------ Supplied material ------
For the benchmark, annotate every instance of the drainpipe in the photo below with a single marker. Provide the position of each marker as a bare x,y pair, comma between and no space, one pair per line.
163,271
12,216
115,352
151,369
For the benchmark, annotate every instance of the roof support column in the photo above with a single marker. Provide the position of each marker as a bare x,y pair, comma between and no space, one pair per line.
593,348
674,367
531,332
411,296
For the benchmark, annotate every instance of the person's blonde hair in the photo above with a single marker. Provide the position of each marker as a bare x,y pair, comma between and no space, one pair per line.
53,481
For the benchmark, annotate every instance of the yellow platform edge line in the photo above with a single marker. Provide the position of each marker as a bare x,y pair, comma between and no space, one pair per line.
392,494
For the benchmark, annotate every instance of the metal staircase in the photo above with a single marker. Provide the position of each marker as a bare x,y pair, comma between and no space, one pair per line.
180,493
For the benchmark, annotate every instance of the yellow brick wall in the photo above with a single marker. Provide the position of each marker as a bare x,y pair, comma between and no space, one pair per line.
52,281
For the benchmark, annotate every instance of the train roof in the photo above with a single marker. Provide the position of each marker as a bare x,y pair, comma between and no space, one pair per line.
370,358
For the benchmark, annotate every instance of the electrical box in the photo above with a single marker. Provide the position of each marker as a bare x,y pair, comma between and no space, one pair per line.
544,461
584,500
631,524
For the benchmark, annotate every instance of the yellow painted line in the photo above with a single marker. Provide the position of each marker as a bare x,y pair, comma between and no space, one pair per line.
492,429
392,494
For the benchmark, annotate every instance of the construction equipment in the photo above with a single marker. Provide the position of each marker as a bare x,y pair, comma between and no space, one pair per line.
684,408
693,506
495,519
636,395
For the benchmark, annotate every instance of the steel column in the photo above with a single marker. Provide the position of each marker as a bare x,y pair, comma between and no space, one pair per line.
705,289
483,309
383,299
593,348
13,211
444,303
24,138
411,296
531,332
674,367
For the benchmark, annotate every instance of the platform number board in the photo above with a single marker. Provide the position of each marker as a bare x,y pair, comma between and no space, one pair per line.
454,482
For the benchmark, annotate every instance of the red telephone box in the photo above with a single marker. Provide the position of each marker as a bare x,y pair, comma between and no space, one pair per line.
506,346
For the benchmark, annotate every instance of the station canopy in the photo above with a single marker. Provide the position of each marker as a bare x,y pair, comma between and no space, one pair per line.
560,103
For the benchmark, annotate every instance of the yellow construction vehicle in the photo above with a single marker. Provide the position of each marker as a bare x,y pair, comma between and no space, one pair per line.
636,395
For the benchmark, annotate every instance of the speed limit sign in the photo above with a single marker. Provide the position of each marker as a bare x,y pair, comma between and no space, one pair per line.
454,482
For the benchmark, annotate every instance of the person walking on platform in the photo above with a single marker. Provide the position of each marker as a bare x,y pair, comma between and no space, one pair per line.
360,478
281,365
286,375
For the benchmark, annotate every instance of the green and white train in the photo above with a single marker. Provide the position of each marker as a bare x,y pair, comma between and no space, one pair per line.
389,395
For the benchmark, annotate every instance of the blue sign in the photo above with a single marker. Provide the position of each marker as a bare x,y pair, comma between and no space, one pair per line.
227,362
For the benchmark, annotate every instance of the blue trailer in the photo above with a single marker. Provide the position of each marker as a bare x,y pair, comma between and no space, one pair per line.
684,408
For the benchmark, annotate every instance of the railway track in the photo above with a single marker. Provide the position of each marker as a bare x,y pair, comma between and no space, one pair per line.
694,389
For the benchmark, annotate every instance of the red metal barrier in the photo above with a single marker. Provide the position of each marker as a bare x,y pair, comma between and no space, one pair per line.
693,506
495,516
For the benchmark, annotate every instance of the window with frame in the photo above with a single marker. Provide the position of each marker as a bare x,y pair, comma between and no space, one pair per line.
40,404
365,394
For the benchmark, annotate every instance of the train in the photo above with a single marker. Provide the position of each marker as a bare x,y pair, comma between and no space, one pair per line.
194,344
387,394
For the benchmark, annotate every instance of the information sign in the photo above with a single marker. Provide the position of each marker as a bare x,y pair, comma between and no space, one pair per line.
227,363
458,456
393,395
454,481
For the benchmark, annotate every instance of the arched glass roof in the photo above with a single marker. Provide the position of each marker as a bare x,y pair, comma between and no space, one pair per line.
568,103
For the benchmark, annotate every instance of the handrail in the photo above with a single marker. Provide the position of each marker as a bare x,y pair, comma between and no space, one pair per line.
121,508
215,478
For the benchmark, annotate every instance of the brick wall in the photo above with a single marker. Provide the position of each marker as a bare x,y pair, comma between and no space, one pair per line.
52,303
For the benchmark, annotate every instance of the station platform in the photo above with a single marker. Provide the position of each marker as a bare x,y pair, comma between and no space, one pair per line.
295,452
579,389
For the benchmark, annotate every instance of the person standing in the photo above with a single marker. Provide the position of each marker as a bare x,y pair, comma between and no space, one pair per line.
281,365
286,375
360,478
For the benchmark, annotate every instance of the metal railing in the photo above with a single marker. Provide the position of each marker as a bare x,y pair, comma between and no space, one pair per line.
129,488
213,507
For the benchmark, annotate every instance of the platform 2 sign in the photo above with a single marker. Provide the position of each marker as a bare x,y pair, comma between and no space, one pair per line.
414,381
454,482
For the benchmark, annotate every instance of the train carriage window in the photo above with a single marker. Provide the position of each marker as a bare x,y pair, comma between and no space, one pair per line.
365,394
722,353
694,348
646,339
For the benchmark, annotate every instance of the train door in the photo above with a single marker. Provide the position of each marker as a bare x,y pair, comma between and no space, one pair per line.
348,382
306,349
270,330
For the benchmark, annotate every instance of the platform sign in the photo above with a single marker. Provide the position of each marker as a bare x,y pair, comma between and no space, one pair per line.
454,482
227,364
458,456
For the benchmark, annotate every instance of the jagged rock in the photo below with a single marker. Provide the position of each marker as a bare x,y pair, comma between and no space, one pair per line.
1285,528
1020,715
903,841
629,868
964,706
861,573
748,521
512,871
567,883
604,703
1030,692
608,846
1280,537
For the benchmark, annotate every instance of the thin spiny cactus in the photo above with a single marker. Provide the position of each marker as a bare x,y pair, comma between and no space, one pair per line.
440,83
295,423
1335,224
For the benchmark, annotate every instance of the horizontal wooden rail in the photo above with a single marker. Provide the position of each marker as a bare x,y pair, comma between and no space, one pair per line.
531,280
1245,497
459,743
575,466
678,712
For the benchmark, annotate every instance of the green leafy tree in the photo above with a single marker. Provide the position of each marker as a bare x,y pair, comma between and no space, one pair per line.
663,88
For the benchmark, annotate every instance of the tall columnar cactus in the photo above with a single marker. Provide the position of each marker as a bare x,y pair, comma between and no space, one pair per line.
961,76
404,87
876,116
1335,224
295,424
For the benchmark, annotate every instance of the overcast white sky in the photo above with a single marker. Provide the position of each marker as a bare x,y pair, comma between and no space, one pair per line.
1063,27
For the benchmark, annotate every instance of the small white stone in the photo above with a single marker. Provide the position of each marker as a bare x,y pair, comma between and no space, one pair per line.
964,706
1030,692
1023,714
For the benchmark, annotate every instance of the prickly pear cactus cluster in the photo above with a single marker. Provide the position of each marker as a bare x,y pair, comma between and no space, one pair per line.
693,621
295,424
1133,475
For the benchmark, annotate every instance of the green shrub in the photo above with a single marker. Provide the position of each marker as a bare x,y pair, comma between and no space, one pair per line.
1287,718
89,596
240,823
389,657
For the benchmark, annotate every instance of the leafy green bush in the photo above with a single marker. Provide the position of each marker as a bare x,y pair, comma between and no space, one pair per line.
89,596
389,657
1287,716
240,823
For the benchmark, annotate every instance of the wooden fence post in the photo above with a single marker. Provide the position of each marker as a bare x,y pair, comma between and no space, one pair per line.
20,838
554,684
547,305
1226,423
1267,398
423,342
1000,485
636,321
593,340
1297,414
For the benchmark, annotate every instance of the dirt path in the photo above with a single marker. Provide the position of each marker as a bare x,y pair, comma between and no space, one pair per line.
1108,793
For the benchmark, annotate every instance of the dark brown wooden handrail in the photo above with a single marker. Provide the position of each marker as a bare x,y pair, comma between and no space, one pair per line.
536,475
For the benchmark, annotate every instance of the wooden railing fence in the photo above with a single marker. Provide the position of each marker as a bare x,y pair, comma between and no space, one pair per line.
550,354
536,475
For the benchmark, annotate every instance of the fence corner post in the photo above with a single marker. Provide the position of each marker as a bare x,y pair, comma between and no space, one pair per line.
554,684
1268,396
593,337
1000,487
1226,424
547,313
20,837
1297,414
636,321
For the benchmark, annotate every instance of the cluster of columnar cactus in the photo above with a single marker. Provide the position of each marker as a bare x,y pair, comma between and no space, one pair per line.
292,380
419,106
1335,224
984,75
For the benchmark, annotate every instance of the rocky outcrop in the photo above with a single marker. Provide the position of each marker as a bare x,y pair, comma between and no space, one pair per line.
------
Everything from the line containing "For the benchmark, annotate every instance of the fence" to the last line of the entries above should be quoted exactly, and only that.

Reply
For the benchmark, annotate every instance of the fence corner post in the photo above with a single marker. Provide the position of each marker as a bare x,y pair, comma between and no space, one pair per line.
554,684
1268,396
593,337
1000,487
1226,424
547,313
20,837
1297,414
636,321
For the benchmark, annotate every instance of the cluster of columnar cactus in the photo above with a single marker. Provide the position of each marker as a bare x,y pair, comma between and no space, one pair per line.
292,380
419,106
1335,224
984,75
For the benchmark, annotate every instance of the rocky outcrop in the photo above with a single marker. Provide the position of each marker as a bare x,y pair, comma between and no space, one pair per line.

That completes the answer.